> **Brano estratto**:
Vicenza: l’urbanistica per piccole rivoluzioni quotidiane

Dietro ogni esperienza di opposizione a scelte urbanistiche che considerano il territorio come supporto indifferente per operazioni che poco o nulla hanno a che fare con gli interessi della città si cela, a mio parere, una grande occasione di crescita culturale e civica. La sfida vera è quella di saperla riconoscere.

È quanto stiamo sperimentando a Vicenza, città della provincia veneta nota per la sua voglia di primeggiare sul campo economico, anche per essere stata culla dell’opera palladiana, molto meno, forse, per la capacità di mettere in campo azioni che dimostrino l’esistenza concreta di un interesse diffuso, univocamente condiviso, per ciò che riguarda il suo destino.

> **Materiale di riferimento**:
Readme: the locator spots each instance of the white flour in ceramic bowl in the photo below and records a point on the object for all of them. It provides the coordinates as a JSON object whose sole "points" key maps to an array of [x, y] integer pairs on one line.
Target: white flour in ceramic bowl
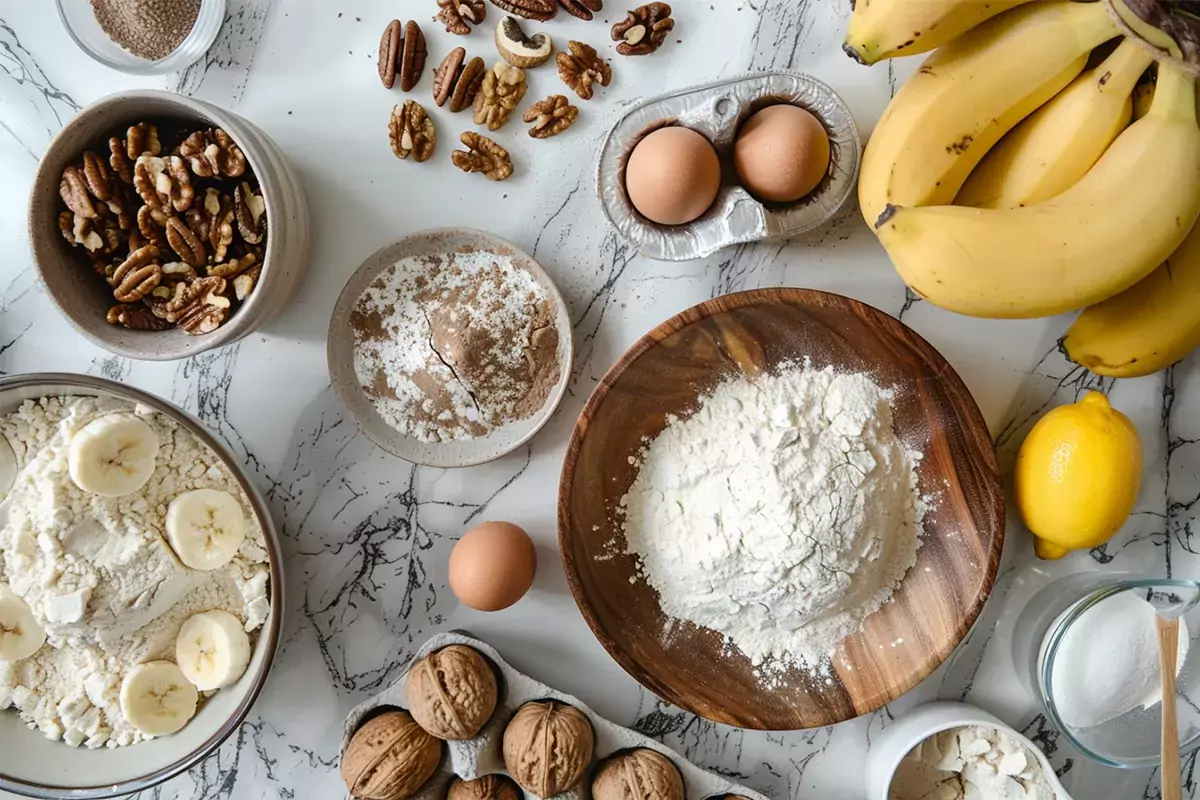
{"points": [[781, 513], [99, 575]]}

> **Istruzioni**:
• A. Riporti tutti i verbi all'infinito presenti nel brano sull'urbanistica a Vicenza, nella forma in cui vi compaiono.
• B. Trascriva di nuovo il brano sull'urbanistica a Vicenza, partendo da "Vicenza: l’urbanistica per" e arrivando fino a "di saperla riconoscere.", e sostituisca "crescita" con "maturazione".

> **Soluzioni per esercizio**:
• A. fare, saperla, riconoscere, primeggiare, essere stata, mettere

• B.
Vicenza: l’urbanistica per piccole rivoluzioni quotidiane

Dietro ogni esperienza di opposizione a scelte urbanistiche che considerano il territorio come supporto indifferente per operazioni che poco o nulla hanno a che fare con gli interessi della città si cela, a mio parere, una grande occasione di maturazione culturale e civica. La sfida vera è quella di saperla riconoscere.